Copy the lines below verbatim, but only from the line containing "If you could tag each instance of the girl's wrist" through the end of the data.

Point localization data

/---

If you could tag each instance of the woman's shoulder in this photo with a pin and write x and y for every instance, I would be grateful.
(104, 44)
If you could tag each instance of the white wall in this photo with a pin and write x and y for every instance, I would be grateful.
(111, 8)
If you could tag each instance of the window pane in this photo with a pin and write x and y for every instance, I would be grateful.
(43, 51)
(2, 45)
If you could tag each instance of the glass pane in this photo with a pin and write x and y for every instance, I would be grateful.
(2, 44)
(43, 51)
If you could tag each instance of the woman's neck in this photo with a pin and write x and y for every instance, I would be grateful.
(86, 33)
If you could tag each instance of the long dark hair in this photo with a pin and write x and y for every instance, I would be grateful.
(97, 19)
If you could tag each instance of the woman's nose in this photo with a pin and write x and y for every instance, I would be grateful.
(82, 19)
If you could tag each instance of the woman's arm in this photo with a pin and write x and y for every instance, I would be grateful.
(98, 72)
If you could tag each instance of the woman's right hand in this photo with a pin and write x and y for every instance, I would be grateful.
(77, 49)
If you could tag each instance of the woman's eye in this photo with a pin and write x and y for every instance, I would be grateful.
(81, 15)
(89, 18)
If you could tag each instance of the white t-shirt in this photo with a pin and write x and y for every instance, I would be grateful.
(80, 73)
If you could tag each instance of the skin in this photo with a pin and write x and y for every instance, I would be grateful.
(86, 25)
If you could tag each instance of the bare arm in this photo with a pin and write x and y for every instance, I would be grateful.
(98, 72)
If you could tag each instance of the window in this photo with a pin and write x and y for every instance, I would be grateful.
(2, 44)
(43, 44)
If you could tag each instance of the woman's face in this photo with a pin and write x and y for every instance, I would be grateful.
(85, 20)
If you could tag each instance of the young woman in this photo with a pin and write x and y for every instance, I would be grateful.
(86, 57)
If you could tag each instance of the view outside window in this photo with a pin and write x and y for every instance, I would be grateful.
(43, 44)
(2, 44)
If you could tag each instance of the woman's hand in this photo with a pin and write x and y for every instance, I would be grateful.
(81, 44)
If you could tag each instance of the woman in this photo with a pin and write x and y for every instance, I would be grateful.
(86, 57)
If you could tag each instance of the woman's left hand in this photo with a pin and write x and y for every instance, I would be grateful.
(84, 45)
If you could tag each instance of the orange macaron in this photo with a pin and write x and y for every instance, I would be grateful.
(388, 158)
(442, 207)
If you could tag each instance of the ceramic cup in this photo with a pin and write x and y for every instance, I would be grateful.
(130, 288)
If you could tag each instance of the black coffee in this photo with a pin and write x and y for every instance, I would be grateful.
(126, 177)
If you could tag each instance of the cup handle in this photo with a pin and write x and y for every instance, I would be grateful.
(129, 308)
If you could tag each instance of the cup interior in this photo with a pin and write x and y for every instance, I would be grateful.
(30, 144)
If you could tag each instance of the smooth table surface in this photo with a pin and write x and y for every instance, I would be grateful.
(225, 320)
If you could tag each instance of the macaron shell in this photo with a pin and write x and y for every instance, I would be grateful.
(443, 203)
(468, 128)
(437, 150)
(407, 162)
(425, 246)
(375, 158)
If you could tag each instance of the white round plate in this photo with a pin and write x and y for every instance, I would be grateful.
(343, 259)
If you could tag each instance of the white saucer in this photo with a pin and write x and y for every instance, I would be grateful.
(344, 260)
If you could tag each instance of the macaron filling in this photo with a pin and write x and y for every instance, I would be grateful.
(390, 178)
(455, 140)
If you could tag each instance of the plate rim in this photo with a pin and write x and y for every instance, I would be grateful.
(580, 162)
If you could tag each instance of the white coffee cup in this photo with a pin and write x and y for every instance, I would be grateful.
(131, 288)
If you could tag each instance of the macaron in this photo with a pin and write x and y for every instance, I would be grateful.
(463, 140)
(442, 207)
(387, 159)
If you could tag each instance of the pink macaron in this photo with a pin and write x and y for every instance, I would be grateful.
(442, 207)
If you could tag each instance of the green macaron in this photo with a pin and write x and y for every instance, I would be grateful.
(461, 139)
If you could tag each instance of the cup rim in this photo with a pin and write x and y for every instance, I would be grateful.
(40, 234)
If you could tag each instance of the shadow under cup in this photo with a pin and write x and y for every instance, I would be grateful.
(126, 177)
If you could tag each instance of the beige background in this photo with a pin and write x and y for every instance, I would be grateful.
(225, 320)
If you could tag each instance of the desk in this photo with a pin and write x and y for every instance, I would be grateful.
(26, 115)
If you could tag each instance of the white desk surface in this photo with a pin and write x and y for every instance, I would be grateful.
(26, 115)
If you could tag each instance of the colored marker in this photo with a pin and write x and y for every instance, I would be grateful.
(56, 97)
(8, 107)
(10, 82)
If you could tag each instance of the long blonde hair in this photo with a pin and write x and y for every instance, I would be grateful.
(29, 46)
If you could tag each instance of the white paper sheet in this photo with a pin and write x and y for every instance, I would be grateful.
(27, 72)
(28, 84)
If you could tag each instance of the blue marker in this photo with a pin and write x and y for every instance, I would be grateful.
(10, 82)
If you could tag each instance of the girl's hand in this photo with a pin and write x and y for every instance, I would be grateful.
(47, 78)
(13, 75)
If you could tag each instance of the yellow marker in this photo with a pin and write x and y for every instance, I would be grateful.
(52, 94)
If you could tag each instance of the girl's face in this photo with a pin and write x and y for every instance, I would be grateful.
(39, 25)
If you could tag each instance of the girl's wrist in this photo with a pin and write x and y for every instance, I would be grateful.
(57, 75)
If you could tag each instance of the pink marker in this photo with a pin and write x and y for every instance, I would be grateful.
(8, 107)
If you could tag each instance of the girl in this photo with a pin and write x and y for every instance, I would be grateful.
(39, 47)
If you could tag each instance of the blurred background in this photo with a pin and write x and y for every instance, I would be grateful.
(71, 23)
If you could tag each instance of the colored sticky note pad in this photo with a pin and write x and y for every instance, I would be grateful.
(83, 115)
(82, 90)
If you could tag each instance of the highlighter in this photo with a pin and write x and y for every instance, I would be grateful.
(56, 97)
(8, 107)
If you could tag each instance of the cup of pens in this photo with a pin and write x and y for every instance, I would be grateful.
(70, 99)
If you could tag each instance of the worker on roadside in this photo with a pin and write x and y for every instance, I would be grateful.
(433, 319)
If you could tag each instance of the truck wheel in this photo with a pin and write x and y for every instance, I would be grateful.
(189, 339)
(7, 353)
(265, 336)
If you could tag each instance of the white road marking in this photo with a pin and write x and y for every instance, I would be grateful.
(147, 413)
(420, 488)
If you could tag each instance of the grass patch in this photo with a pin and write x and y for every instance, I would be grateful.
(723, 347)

\---

ANSWER TO THIS TASK >>
If you could tag each instance of the girl's wrist in this photo with a pin and write x and y for every instance, I would be grateful.
(57, 75)
If you could tag each instance of the pink marker in this photo with a pin and write x and y for every instance, I would be grateful.
(8, 107)
If you could tag each instance of the girl in this photo with a pin and write x and y for every instance, I would be grateful.
(39, 47)
If you could tag each instance of the blurred background in this photo with a pin and write x and y for every instance, I would be grateful.
(71, 23)
If you could tag each instance of the colored sticky note pad in this photo with a pin and write x and y for every instance, I would be grateful.
(83, 115)
(82, 90)
If you could tag each instance of the highlighter in this photo with a pin and write x and y for every instance, I would be grateful.
(56, 97)
(8, 107)
If you could tag each instance of the cup of pens in this photo with a pin and write x and y for every instance, I would be grateful.
(70, 99)
If you could tag each instance of the worker on roadside in this photo with a pin and write x and y for every instance, I would be grateful.
(433, 319)
If you could tag each instance of the truck wheel in this photo with a pin and write x and y for every instance, I would be grateful.
(189, 339)
(7, 353)
(265, 336)
If you could tag each instance of the white road marking in this photo with a pin and write x and y for every instance, I would be grateful.
(147, 413)
(420, 488)
If you could tag each instance of the grass patch in this photo with a pin and write x and y for every instance, I would be grateful.
(723, 347)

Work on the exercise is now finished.